■ Aim
Reproduce the listing below word for word, keeping every line unchanged.

━━━━━━━━━━━━━━━━━━━━

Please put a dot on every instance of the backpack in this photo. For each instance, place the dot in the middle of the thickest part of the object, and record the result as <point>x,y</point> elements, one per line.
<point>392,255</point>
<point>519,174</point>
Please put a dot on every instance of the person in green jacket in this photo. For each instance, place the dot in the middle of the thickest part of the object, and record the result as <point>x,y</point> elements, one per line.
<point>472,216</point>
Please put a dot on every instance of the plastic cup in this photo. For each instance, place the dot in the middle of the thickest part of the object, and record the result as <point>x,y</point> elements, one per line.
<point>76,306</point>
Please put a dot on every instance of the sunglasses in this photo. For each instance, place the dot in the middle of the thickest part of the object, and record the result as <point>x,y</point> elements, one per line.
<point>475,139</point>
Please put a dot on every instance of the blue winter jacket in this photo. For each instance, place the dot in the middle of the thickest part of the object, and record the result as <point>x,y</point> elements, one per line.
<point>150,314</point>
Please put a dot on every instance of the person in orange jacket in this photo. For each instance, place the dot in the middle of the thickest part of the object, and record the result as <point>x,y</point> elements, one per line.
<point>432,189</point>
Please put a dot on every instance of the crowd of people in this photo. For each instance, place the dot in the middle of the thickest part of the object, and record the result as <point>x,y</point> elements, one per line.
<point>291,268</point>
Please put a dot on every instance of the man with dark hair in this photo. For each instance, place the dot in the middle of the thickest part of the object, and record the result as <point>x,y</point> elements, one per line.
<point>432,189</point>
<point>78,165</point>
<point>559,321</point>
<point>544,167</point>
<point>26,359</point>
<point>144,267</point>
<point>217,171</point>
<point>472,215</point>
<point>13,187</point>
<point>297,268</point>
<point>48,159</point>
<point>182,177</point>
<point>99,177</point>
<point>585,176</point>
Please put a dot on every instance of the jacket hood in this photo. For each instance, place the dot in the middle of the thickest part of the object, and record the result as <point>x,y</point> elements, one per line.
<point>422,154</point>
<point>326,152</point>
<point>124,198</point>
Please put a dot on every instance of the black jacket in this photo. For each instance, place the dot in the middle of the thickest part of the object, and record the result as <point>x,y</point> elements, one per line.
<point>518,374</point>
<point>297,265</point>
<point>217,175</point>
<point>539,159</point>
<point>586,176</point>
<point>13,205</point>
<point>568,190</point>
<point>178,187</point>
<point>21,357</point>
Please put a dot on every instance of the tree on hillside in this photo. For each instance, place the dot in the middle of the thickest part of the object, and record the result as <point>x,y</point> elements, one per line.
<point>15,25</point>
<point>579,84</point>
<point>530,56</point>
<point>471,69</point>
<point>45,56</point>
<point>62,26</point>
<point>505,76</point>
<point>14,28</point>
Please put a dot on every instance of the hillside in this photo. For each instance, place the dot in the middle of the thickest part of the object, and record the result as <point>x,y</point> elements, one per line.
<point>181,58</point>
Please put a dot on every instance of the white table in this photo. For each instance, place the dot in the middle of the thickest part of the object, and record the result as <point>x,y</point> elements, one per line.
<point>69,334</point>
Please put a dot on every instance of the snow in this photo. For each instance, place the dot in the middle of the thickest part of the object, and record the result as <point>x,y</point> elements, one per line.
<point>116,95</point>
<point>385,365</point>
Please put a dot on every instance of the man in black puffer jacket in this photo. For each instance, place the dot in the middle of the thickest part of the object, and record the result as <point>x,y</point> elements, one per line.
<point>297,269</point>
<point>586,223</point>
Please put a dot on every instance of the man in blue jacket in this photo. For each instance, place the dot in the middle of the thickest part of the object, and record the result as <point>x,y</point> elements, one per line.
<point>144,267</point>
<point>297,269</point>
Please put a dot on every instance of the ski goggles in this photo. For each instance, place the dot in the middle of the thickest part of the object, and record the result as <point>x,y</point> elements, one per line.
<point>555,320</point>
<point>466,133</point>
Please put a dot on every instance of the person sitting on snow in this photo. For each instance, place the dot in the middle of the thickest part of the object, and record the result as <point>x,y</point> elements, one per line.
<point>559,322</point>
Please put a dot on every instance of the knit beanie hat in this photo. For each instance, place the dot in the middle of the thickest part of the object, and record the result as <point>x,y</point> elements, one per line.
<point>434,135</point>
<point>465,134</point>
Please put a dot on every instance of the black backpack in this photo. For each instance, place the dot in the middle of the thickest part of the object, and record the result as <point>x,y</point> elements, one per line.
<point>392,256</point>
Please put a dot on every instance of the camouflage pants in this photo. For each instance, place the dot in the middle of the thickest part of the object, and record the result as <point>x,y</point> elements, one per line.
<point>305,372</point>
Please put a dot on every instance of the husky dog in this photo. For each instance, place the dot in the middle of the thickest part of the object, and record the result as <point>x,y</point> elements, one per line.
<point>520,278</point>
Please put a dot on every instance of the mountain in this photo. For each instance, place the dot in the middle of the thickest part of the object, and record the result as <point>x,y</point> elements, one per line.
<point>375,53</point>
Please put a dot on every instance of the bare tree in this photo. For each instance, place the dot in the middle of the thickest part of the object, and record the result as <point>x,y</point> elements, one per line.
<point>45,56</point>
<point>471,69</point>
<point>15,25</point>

━━━━━━━━━━━━━━━━━━━━

■ Expected output
Please put a dot on every instance of the backpack in this photo. For each instance, place the dot in the middle of the thickest part of the object, and record the result as <point>x,y</point> elements, one per line.
<point>392,255</point>
<point>519,174</point>
Please put a dot on every instance of the person in green jacket in this photo. For each instance, place the dot in the middle of the thickest part of the object, and record the result as <point>x,y</point> elements, one per line.
<point>472,216</point>
Please put a dot on every instance of the plastic cup in this photo. For each instance, place the dot in the middle of the thickest part of the object, and record the result as <point>x,y</point> elements, one per line.
<point>76,306</point>
Please put a dot on every instance of the sunglasses in this photo. For each instance, place the dot in the middle of the thickest part of the object, and record the result as <point>x,y</point> elements, one per line.
<point>475,139</point>
Please put a dot on every instance of the blue winter jacket in this photo. For each instance, place the dot in the middle of the thickest part of the object, and record the result as <point>x,y</point> elements, one per line.
<point>150,314</point>
Please put a dot on every instance of the person in orange jacket in this photo. For each instance, place the dot in the middle of the thickest part of the object, and record the result as <point>x,y</point> elements, one per line.
<point>432,189</point>
Please put a dot on every instance of the crowd of people in this photo. For each instance, place the dot in the middle of the thickest part of the object, and record the result as <point>x,y</point> elements, one per line.
<point>291,268</point>
Please put a dot on every instance of the man with dark hair in this photo. For each instance, place the dot in the middle of the thickest part of the object, and record the result as <point>x,y</point> elements, one per line.
<point>432,189</point>
<point>78,165</point>
<point>559,321</point>
<point>544,167</point>
<point>26,359</point>
<point>144,267</point>
<point>217,171</point>
<point>472,215</point>
<point>13,187</point>
<point>297,268</point>
<point>48,159</point>
<point>182,177</point>
<point>99,177</point>
<point>585,176</point>
Please put a dot on every instance of the jacket hood in this photo. For each instance, place the dot in the middle of the thickest part of the object, and record the result as <point>x,y</point> elements, one per line.
<point>422,154</point>
<point>326,152</point>
<point>124,198</point>
Please put a dot on every instance of the black jacket in this photo. For each instance, place the dot in the middle of the thickest part of the object, and record the result as <point>x,y</point> elements, one per line.
<point>518,374</point>
<point>297,265</point>
<point>217,175</point>
<point>539,159</point>
<point>586,176</point>
<point>13,205</point>
<point>568,190</point>
<point>178,187</point>
<point>21,357</point>
Please put a dot on every instance of the tree on hillside in this photo. For each instance, place the dot in the middle of the thickest part of the object, and record the result as <point>x,y</point> elements, one per line.
<point>15,25</point>
<point>579,84</point>
<point>530,56</point>
<point>471,69</point>
<point>45,56</point>
<point>62,26</point>
<point>505,76</point>
<point>14,28</point>
Please put a dot on every instance of the hillside in this photo. For each instance, place the dot in the middle of the thickest part of the object, and record the result as <point>x,y</point> elements, one per line.
<point>181,58</point>
Please put a dot on every instance of the white table in this photo. For each instance, place the dot in the middle of the thickest part of the object, and record the result as <point>x,y</point> elements, one per line.
<point>69,334</point>
Please put a dot on every instance of the snow in this photo. For each instance, place the dot in the middle of the thickest part of the object, and record the result as <point>x,y</point> elements, one per line.
<point>116,95</point>
<point>385,365</point>
Please put a dot on every instance of the man in black puffer jacket in this photo. For each instance, place the dot in the middle of the thickest part of the object, and record the result as <point>x,y</point> elements, one per line.
<point>297,269</point>
<point>586,223</point>
Please put a dot on every instance of the man in blue jacket in this photo. For each instance, place the dot in the middle of the thickest part of the object, and record the result as <point>x,y</point> elements, one per line.
<point>144,267</point>
<point>297,269</point>
Please put a dot on every instance of the ski goggles in this photo. For each instance, place the dot in the middle of the thickest part of the object, and record the result as <point>x,y</point> elements, one per line.
<point>555,320</point>
<point>466,133</point>
Please put a dot on every instance of the person sitting on snow in this photo. For each instance, place the dot in the middle of the thickest part of the object, and record the result as <point>x,y</point> elements, one per line.
<point>559,322</point>
Please put a dot on every instance of the knit beanie hat in this photo. For each instance, place the dot in the middle of the thickest part of the object, and record the result as <point>x,y</point> elements, one per line.
<point>434,135</point>
<point>465,134</point>
Please put a dot on every instance of the black backpack in this photo. For each instance, place the dot in the middle of the thickest part of the object, and record the result as <point>x,y</point> elements, one per line.
<point>392,256</point>
Please put a dot on every instance of the camouflage pants in this photo. For each instance, place the dot in the middle of the thickest part of the object, and record the result as <point>x,y</point> elements, one per line.
<point>305,372</point>
Please put a dot on every instance of the husky dog in this photo. For each instance, place the dot in the middle of the thickest part of the object, and record the result as <point>x,y</point> elements, one per line.
<point>520,278</point>
Please put a dot on every instance of the mountain in this photo. For each instance, place the dot in the middle of the thickest part of the object, and record the result as <point>x,y</point> elements, one per line.
<point>375,53</point>
Please put a dot on every instance of the bare tree in this photo. For each instance, place the dot in the middle of the thickest part of the object, and record the result as <point>x,y</point> elements, one per line.
<point>45,56</point>
<point>471,69</point>
<point>15,25</point>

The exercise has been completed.